## 課題
- A) マーケティング書の書評について、次の問いに答えてください。
(i) 書評によると、著者らの主張は何ですか。
(ii) 書評でヴィックス社の事例として挙げられている商品名は何ですか。
(iii) 書評で名前が挙げられている訳者はだれですか。
- B) マーケティング書の書評に名前が出てくる人物を、すべて挙げてください。
- C) マーケティング書の書評から、「ビジネスの現場では、うまく行」で始まり「略」の要諦を説いていきます。」まで続く部分を、一字一句変えずに書き写してください。

2011年11月27日

『実戦ボトムアップ・マーケティング戦略』 アル・ライズ、ジャック・トラウト・著 Vol.2685

【ひさびさの本格マーケティング書!】
http://www.amazon.co.jp/exec/obidos/ASIN/4820718274

本日の一冊は、世界的マーケティング戦略家、アル・ライズ、ジャック・トラウトによる待望の邦訳。

戦略を考えた後で戦術を考える、というのはビジネスの世界では常識中の常識ですが、この『実戦ボトムアップ・マーケティング戦略』では、その常識に真っ向から異議を唱えています。

著者らの主張は、「戦術が戦略を決定する」。

なぜかというと、戦略に固執した結果、ビジネス上、次のようなデメリットがあるから。

・失敗を受け入れることを拒絶してしまうこと
・成功を利用することを渋ってしまうこと

ビジネスの現場では、うまく行かない商品・戦略をひっくり返してしまうようなアイデアやネーミング、コンセプトが生まれることが多々あります。

本書では、その「戦術」を拾い上げ、一貫性のある戦略として昇華させることを提案。

眠くなるという副作用を逆手に取り、「世界初!夜飲む風邪薬」として成功したヴィックス社の「ナイトクル」や、宣伝担当者のひとりが雑誌広告で使ったキャッチコピーを巧みにネーミングに活かし、成功したレナウンインクスの「通勤快足」など、さまざまな事例を紹介しながら、「ボトムアップ・マーケティング戦略」の要諦を説いていきます。

訳者の丸山謙治さんのご尽力によるものだと思いますが、適宜、日本の事例をはさみ込んでおり、じつに充実した内容。ひさびさの本格マーケティング書ということで、マーケター、経営者は必読です。

お客様に媚びることがマーケティングと勘違いしている最近のSNSマーケティング本に疑問を感じた人は、ぜひ読んでみてください。

## 元資料
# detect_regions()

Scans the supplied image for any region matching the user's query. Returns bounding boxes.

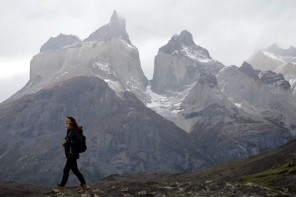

## 解答
- A)
(i) 「戦術が戦略を決定する」
(ii) ナイトクル
(iii) 丸山謙治さん

- B)
アル・ライズ
ジャック・トラウト
丸山謙治

- C)
ビジネスの現場では、うまく行かない商品・戦略をひっくり返してしまうようなアイデアやネーミング、コンセプトが生まれることが多々あります。

本書では、その「戦術」を拾い上げ、一貫性のある戦略として昇華させることを提案。

眠くなるという副作用を逆手に取り、「世界初!夜飲む風邪薬」として成功したヴィックス社の「ナイトクル」や、宣伝担当者のひとりが雑誌広告で使ったキャッチコピーを巧みにネーミングに活かし、成功したレナウンインクスの「通勤快足」など、さまざまな事例を紹介しながら、「ボトムアップ・マーケティング戦略」の要諦を説いていきます。